* Start TEXT EXTRACT *
# Orion's Picture Thread



## Wiccy (Apr 14, 2012)

Finally he came out of his little shell. I think he enjoys being in front of the camera. This is only my phone.. nothing special.









Curiously wandering my bed









He actually sat still for this one! He was playing hide and seek with my old shirt









He had just finished a meal worm and was asking for more !


----------



## Draenog (Feb 27, 2012)

He is cute! Love his little nose


----------



## Wiccy (Apr 14, 2012)

Thanks!  I'm blessed to have such a wonderful little guy


----------



## Rainy (Jul 27, 2011)

Awe.....they know exactly how to look at us with those puppy dog eyes to get more mealies.


----------



## Wiccy (Apr 14, 2012)

It is my favorite picture of him thus far  At first I was worried he wouldn't like them, because the first couple days he wouldn't touch them. I just laid a little trail of a few of them along our little play area and he just followed it. lol


----------



## shetland (Sep 2, 2008)

Such a little doll! Look at that little pink tongue! Such a sweet and innocent face! More pictures!!!!!!


----------



## Wiccy (Apr 14, 2012)
* End TEXT EXTRACT *
### [PROBLEMS TO WORK ON]
**A)** Rewrite the Orion picture thread starting at "# Orion's Picture" and ending at "phone.. nothing special.", swapping "camera" for "lens".
**B)** Extend the Orion picture thread past its last line.
* Start RECORDS SUPPLIED *
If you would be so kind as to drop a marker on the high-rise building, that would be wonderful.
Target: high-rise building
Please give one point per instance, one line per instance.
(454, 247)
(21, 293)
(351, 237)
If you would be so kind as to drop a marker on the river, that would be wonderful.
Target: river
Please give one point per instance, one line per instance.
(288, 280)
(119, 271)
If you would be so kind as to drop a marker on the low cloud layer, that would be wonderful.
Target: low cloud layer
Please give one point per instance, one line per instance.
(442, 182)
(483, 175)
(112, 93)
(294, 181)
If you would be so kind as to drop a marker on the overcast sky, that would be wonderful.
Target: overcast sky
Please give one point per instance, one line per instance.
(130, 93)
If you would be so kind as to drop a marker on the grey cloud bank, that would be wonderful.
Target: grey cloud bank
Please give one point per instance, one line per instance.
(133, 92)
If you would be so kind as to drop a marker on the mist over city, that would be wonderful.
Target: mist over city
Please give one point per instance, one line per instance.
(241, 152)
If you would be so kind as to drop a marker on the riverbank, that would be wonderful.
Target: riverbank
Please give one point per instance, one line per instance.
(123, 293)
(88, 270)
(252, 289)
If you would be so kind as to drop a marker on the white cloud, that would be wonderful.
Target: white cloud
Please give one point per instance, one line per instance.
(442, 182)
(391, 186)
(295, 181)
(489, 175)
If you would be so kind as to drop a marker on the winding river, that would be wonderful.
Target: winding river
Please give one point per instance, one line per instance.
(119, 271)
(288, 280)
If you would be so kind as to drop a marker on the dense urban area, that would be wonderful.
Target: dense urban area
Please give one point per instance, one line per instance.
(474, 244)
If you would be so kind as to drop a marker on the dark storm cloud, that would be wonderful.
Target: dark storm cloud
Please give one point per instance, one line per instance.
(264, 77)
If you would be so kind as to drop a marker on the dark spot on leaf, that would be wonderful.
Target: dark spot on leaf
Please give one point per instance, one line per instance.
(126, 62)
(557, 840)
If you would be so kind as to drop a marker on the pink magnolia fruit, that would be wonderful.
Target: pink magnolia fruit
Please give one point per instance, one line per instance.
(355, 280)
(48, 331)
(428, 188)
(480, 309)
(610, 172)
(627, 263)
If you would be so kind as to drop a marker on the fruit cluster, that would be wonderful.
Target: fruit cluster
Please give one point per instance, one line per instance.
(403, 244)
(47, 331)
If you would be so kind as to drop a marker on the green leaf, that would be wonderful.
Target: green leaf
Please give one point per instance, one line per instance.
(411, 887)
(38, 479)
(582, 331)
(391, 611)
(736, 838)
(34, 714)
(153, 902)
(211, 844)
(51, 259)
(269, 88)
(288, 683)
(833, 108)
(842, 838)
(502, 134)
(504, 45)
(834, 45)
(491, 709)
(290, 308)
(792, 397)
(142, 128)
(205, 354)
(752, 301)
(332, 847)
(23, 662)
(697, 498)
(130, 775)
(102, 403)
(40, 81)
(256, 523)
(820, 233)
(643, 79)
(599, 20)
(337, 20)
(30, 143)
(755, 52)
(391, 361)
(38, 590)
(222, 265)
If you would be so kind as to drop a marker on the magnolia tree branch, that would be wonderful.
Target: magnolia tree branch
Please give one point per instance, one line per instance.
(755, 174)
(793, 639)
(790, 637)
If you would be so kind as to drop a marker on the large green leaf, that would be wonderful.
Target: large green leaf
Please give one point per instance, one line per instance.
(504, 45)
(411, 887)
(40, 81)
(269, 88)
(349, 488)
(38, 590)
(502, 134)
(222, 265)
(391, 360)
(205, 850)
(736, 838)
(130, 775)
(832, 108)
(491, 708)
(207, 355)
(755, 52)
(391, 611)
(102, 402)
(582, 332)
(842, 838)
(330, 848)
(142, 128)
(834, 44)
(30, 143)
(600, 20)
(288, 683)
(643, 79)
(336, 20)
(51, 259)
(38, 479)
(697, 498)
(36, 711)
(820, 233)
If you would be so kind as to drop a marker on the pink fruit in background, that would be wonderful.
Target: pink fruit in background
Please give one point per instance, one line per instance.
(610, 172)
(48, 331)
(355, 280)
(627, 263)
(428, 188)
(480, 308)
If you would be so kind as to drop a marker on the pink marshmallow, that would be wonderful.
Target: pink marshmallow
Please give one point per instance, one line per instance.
* End RECORDS SUPPLIED *
* Start RECORDS SUPPLIED *
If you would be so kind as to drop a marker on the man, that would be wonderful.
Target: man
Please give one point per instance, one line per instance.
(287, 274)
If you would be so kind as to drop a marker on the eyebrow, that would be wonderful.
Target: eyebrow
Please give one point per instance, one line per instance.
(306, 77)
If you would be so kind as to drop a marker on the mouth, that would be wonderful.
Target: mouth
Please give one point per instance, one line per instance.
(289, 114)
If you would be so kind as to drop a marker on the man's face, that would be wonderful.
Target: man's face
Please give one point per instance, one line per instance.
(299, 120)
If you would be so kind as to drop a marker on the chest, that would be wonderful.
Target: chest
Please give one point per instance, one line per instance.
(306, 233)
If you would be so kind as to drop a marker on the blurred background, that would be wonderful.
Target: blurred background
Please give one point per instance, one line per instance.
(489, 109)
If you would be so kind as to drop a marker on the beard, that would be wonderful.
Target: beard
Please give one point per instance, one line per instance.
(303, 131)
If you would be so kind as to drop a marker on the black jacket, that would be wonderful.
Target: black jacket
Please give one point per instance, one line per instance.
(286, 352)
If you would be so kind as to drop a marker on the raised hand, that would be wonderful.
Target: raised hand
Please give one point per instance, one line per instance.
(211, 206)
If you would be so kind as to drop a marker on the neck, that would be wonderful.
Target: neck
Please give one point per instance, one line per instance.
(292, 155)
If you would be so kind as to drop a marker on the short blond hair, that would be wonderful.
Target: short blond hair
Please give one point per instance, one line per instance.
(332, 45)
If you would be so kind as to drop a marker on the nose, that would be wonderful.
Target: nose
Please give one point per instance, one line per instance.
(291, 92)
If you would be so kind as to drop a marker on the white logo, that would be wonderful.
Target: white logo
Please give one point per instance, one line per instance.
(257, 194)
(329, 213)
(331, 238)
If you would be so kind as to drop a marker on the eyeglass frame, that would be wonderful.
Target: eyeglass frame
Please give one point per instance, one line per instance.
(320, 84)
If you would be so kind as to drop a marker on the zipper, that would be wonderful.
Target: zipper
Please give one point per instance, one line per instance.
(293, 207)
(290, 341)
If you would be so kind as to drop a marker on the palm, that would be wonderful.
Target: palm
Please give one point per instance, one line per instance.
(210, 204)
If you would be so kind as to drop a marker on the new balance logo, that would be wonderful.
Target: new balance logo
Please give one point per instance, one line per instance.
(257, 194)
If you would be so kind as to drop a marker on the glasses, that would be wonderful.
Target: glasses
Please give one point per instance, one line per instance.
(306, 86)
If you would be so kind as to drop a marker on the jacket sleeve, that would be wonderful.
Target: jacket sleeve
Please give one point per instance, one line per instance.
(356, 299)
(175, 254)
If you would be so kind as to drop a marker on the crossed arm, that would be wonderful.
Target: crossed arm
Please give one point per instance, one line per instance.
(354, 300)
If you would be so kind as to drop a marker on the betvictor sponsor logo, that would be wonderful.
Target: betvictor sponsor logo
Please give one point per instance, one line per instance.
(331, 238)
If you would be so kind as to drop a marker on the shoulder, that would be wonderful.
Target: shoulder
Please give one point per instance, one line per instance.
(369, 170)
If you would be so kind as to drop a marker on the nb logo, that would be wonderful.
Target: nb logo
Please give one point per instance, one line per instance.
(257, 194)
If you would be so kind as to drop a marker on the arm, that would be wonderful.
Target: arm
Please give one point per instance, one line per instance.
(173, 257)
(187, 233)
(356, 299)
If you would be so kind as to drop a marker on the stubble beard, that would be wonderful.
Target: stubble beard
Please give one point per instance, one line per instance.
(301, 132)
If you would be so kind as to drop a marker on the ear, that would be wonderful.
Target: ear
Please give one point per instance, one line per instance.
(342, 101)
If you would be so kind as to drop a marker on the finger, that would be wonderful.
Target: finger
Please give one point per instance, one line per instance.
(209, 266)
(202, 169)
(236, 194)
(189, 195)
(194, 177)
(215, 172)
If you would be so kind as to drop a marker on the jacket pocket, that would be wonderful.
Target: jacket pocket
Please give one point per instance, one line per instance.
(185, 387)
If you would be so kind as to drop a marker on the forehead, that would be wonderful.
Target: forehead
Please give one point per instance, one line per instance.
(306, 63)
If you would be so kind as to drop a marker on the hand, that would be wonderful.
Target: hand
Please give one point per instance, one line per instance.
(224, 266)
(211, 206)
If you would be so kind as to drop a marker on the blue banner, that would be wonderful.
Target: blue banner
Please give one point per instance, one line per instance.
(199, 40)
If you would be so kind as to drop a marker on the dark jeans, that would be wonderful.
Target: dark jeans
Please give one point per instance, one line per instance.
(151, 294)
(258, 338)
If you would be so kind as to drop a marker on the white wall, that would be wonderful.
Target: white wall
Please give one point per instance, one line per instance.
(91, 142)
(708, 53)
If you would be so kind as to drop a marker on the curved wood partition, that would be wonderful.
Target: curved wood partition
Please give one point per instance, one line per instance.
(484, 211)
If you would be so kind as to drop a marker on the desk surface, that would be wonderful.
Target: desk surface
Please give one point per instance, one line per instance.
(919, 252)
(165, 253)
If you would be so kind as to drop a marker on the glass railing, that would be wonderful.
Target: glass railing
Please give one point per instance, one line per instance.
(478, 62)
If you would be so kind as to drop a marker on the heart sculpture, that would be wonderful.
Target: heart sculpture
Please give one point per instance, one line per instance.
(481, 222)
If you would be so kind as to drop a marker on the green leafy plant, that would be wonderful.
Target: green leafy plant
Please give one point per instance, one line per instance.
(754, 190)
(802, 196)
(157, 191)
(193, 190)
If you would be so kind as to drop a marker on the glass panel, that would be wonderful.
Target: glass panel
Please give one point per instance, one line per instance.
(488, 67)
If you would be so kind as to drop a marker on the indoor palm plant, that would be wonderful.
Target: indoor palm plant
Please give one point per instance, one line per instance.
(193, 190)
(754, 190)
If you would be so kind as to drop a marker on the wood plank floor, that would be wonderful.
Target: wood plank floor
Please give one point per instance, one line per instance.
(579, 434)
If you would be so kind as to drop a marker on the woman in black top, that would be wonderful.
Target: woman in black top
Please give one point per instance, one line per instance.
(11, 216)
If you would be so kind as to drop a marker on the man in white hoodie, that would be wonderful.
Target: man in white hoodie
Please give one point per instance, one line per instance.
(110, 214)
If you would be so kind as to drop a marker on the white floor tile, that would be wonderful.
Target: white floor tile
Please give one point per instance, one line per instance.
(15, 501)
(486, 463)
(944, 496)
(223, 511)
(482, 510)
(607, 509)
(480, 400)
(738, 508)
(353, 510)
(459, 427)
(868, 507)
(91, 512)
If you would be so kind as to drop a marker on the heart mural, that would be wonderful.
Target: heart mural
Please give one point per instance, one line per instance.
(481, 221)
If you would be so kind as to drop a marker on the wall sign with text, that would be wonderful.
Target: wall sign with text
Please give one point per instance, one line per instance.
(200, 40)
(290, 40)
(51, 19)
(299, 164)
* End RECORDS SUPPLIED *
* Start RECORDS SUPPLIED *
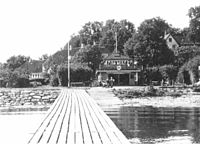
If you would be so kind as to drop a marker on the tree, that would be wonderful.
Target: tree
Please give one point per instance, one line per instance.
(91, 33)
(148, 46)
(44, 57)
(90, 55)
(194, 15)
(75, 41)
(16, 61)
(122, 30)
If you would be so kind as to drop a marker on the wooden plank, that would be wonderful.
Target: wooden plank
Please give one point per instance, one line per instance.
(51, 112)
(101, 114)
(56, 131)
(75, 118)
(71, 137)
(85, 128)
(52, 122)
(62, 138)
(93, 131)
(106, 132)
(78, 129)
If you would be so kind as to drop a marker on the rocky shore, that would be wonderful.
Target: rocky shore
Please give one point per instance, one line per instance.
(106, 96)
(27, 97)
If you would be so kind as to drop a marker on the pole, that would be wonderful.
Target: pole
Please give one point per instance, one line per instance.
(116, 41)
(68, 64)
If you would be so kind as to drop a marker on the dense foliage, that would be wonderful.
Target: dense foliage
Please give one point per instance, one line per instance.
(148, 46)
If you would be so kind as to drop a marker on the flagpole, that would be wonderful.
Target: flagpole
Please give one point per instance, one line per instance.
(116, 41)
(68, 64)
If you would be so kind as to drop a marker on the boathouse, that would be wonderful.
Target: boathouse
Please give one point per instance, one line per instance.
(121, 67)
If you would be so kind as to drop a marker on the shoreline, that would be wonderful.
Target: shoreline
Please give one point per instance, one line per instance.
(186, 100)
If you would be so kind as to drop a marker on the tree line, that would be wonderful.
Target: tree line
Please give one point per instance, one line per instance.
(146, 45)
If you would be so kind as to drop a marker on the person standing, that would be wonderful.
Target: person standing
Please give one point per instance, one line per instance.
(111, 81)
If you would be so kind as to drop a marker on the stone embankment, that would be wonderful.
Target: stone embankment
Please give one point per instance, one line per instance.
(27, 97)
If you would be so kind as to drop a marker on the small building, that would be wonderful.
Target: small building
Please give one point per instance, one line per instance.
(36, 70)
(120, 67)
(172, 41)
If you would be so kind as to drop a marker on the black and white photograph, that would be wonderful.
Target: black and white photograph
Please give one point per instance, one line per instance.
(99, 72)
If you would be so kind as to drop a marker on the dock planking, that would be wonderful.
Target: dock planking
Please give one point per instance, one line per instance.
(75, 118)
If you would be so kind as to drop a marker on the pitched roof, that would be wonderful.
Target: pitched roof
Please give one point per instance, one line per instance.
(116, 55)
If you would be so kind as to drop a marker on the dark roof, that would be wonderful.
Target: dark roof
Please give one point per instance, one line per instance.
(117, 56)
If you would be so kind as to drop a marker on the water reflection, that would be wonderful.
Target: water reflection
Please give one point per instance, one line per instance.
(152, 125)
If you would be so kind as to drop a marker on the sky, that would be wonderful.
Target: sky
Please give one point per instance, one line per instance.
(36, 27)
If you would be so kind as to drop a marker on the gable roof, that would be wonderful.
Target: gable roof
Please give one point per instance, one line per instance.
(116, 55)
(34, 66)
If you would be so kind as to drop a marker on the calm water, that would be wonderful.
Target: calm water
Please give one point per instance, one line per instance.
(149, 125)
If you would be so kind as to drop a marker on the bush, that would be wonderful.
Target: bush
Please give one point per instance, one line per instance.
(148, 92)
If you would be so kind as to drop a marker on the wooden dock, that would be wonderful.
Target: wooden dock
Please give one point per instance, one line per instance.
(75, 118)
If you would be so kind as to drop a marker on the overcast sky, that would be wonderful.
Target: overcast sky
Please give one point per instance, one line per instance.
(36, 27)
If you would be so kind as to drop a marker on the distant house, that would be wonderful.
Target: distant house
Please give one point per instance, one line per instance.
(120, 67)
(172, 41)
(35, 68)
* End RECORDS SUPPLIED *
### [RESULTS FOR THE EXERCISE]
**A)**
# Orion's Picture Thread



## Wiccy (Apr 14, 2012)

Finally he came out of his little shell. I think he enjoys being in front of the lens. This is only my phone.. nothing special.

**B)**
Grumpy Orion!









This is my favorite. It looks like he is smiling 

























Exploring his new play pen









Ori says "Hello everyone!"


----------



## raerysdyk (Oct 21, 2011)

How adorable is he! I love his coloring, he's so light!  He seems like quite the adventurer! So cute!


----------



## Wiccy (Apr 14, 2012)

I got a little snuggling sack for Orion.  He loves it!


----------



## OrlyEstrin (Apr 25, 2012)

He is adorable! He reminds me of my Robert! :mrgreen:


----------



## shetland (Sep 2, 2008)

Look at his little feeties!!! I too love his curled up picture. But then I like EVERY picture.


----------



## PJM (May 7, 2010)

He's absolutely adorable! Such a little cutie. I love all the pictures.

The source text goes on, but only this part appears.